Would you retype all of these records exactly?

■ ■ ■

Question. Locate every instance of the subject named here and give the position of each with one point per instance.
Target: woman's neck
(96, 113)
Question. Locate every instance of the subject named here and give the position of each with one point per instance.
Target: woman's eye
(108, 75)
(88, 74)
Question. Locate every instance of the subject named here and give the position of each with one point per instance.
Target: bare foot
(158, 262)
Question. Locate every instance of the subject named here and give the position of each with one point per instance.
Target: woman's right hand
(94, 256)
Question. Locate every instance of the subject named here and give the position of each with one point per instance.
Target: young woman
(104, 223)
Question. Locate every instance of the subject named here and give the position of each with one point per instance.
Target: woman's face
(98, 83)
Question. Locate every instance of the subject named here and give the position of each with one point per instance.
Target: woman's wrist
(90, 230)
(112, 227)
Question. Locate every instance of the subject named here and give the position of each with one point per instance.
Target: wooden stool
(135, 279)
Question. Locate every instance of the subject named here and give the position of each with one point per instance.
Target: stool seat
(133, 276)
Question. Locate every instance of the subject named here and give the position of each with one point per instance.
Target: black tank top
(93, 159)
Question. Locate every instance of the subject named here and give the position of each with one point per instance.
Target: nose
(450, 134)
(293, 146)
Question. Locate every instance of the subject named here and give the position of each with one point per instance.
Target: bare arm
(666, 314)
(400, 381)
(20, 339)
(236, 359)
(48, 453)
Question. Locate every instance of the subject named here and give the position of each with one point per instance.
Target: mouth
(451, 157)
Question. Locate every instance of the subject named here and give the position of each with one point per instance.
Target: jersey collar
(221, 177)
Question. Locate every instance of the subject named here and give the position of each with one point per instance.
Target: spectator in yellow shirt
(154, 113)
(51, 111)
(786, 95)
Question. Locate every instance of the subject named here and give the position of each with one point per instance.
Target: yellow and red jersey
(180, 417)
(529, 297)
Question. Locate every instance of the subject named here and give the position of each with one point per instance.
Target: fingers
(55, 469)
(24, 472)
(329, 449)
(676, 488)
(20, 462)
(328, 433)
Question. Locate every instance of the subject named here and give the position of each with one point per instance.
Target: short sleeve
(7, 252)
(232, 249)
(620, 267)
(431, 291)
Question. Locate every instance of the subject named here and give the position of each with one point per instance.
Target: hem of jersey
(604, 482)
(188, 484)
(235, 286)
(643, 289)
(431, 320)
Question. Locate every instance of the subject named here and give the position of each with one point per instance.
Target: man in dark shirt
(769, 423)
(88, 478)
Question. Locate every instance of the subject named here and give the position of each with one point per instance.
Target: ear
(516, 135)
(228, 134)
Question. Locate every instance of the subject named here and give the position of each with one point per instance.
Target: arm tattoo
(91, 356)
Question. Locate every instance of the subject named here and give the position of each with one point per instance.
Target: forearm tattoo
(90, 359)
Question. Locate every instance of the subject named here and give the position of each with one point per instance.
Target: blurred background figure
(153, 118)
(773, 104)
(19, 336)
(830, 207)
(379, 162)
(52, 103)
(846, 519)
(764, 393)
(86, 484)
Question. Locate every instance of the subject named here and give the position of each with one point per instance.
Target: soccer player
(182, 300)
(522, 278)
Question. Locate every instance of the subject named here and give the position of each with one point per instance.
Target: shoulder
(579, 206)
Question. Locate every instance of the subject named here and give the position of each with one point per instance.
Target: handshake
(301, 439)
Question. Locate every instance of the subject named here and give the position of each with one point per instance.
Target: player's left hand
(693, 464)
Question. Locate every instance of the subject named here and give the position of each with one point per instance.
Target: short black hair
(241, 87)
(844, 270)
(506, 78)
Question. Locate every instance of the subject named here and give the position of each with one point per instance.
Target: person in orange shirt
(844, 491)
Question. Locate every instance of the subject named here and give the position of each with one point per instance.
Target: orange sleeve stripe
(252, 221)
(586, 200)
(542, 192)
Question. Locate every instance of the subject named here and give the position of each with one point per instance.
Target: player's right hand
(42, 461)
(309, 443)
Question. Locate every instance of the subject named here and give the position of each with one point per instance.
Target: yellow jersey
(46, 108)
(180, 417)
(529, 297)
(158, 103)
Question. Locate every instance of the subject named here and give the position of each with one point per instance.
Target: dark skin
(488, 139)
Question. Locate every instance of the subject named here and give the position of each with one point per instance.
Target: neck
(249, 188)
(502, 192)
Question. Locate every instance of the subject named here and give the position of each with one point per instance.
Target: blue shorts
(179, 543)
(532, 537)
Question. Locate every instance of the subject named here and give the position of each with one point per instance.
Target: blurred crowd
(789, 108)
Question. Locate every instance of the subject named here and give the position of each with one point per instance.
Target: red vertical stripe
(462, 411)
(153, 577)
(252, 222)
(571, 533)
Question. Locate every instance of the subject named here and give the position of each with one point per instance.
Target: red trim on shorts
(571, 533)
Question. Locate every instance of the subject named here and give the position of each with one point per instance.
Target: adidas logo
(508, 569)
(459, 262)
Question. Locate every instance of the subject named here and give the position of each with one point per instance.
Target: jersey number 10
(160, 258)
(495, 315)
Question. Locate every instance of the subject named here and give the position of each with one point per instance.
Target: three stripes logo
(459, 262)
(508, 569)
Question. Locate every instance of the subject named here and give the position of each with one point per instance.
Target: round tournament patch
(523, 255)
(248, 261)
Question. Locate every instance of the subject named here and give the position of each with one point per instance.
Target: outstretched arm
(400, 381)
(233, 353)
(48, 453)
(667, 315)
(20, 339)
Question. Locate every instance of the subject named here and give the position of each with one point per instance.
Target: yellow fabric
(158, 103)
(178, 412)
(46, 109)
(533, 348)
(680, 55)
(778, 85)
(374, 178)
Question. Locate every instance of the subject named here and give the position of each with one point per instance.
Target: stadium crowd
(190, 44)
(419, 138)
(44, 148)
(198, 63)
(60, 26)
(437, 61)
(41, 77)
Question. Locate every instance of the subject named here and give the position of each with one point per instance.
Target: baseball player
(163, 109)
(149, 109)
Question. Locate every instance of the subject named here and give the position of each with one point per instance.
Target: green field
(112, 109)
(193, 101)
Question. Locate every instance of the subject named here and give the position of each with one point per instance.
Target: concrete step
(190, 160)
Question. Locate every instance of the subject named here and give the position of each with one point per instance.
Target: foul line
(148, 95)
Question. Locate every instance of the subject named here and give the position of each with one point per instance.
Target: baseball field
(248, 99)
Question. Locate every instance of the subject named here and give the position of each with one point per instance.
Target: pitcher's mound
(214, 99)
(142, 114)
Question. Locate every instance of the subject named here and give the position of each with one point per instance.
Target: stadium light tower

■ ■ ■

## Solution for this problem
Question. Locate every instance of the subject named here and give the position of each with one point per instance.
Target: woman's neck
(96, 113)
Question. Locate every instance of the subject named here and give the position of each with one point per instance.
Target: woman's eye
(108, 75)
(88, 74)
Question. Locate every instance of the subject named here and give the position of each with one point per instance.
Target: bare foot
(158, 262)
Question. Locate every instance of the subject named here and give the position of each with one point per instance.
Target: woman's right hand
(94, 256)
Question. Locate every instance of the subject named here and give the position of each with one point per instance.
Target: young woman
(104, 223)
Question. Locate every instance of the subject named here and give the position of each with one point per instance.
Target: woman's face
(98, 83)
Question. Locate every instance of the subject named here and give the position of each with one point per instance.
Target: woman's wrist
(90, 230)
(112, 227)
Question. Locate every instance of the subject named here and give the position of each with one point per instance.
Target: wooden stool
(135, 279)
Question. Locate every instance of the subject named here and give the position of each with one point per instance.
Target: stool seat
(133, 276)
Question. Locate every instance of the subject named here and give the position of each with one point per instance.
Target: black tank top
(93, 159)
Question. Locate every instance of the subject named here and give the position of each with one point per instance.
Target: nose
(450, 134)
(293, 146)
Question. Locate every instance of the subject named here and give the position of each with one point per instance.
Target: bare arm
(666, 314)
(400, 381)
(20, 339)
(236, 359)
(48, 453)
Question. Locate every instance of the subject named here and give the position of each with one point per instance.
Target: mouth
(451, 157)
Question. Locate every instance of the subject named here and give the position of each with one point per instance.
Target: jersey collar
(221, 177)
Question. Locate every instance of the subject named here and give the position of each with one point per instance.
Target: spectator in yellow shirt
(154, 113)
(51, 111)
(786, 95)
Question. Locate every instance of the subject named here and give the position of each with one point per instance.
Target: yellow and red jersey
(180, 417)
(529, 297)
Question. Locate every instance of the subject named here and give the position of each with one point per instance.
Target: fingers
(55, 469)
(24, 472)
(329, 449)
(676, 488)
(20, 462)
(328, 433)
Question. Locate every instance of the subject named here and give the position of each with one point per instance.
Target: short sleeve
(7, 252)
(232, 249)
(620, 267)
(431, 291)
Question. Locate every instance of the subject named here and give the position of each with one point per instance.
Target: hem of jersey
(604, 482)
(188, 484)
(235, 286)
(643, 289)
(431, 320)
Question. Locate every instance of the subject named here and give the position of each with one point per instance.
Target: man in dark shirt
(769, 423)
(88, 478)
Question. Locate every instance of the subject named here and give the position of each with one point per instance.
Target: ear
(516, 135)
(228, 134)
Question. Locate every instance of the subject named here and give the position of each with one point per instance.
Target: arm tattoo
(91, 356)
Question. Locate every instance of the subject named here and give the position of each with one point per instance.
Target: forearm tattoo
(90, 359)
Question. Locate every instance of the subject named here and give the position of each with one point per instance.
Target: blurred background figure
(153, 118)
(773, 104)
(19, 336)
(830, 207)
(379, 162)
(52, 103)
(846, 519)
(764, 393)
(86, 484)
Question. Locate every instance of the subject named here and give the position of each with one point per instance.
Target: soccer player
(182, 300)
(522, 278)
Question. Locate every instance of the subject named here and give the position of each with one point per instance.
Target: shoulder
(579, 206)
Question. Locate every instance of the subject named here and give the position of each with one point per instance.
Target: handshake
(301, 439)
Question. Locate every instance of the subject named here and give the position of each with one point per instance.
Target: player's left hand
(693, 464)
Question. Locate every instance of the subject named here and give the position of each with one point per instance.
Target: short black hair
(241, 87)
(844, 270)
(506, 78)
Question. Locate every instance of the subject named here and give the position of each with one point per instance.
Target: person in orange shirt
(844, 491)
Question. Locate every instance of the subject named here and give the position of each with one point per instance.
Target: orange sleeve stripe
(252, 221)
(586, 200)
(542, 192)
Question. Locate every instance of the subject named here and give the position of each with one point per instance.
Target: player's right hand
(42, 461)
(309, 443)
Question. Locate every instance of the subject named here and give the position of each with one point per instance.
Target: yellow jersey
(46, 108)
(180, 417)
(529, 297)
(158, 103)
Question. Locate every instance of the subject named here and give the position of each with one point per instance.
Target: dark skin
(488, 139)
Question. Locate every instance of the subject named here and give the position of each with one point per instance.
Target: neck
(249, 188)
(502, 192)
Question. Locate every instance of the subject named here and give the position of each with one point per instance.
Target: blue shorts
(179, 543)
(532, 537)
Question. Locate every instance of the subject named here and give the position of each with one point per instance.
Target: blurred crowd
(789, 108)
Question. Locate every instance of the subject named here and give the position of each with one point per instance.
Target: red vertical stripe
(462, 411)
(153, 577)
(252, 222)
(571, 533)
Question. Locate every instance of the subject named here and give the position of each with one point per instance.
Target: red trim on shorts
(571, 533)
Question. Locate every instance of the subject named here and give the position of each with one point per instance.
Target: adidas logo
(508, 569)
(459, 262)
Question. Locate every instance of the subject named here and give the position of each with one point per instance.
Target: jersey number 10
(160, 258)
(495, 315)
Question. Locate every instance of the subject named here and give the position of each with one point per instance.
Target: three stripes logo
(459, 262)
(508, 569)
Question. Locate every instance of the subject named here and give the position of each with one point per instance.
Target: round tournament patch
(523, 255)
(248, 261)
Question. Locate every instance of the subject named here and give the position of each with one point per instance.
Target: outstretched arm
(400, 381)
(233, 353)
(48, 453)
(667, 315)
(20, 339)
Question. Locate every instance of the subject named here and give the position of each with one point per instance.
Target: yellow fabric
(158, 103)
(178, 412)
(46, 109)
(533, 348)
(680, 55)
(778, 85)
(374, 178)
Question. Locate every instance of the subject named here and give the position of each with one point per instance.
Target: stadium crowd
(190, 44)
(419, 138)
(44, 148)
(198, 63)
(60, 26)
(437, 61)
(41, 77)
Question. Locate every instance of the subject named here and give the position of each with one point per instance.
Target: baseball player
(163, 109)
(149, 109)
Question. Locate every instance of the subject named here and give the position of each with one point per instance.
Target: green field
(112, 109)
(193, 101)
Question. Locate every instance of the subject named here and give the position of each with one point per instance.
Target: concrete step
(190, 160)
Question. Locate every instance of the subject named here and give the position of each with one point per instance.
Target: foul line
(148, 95)
Question. Locate every instance of the subject named here and give the position of each with one point per instance.
Target: baseball field
(248, 99)
Question. Locate every instance of the subject named here and give the position of each with one point per instance.
Target: pitcher's mound
(214, 99)
(142, 114)
Question. Locate every instance of the subject named here and give the position of each with one point per instance.
Target: stadium light tower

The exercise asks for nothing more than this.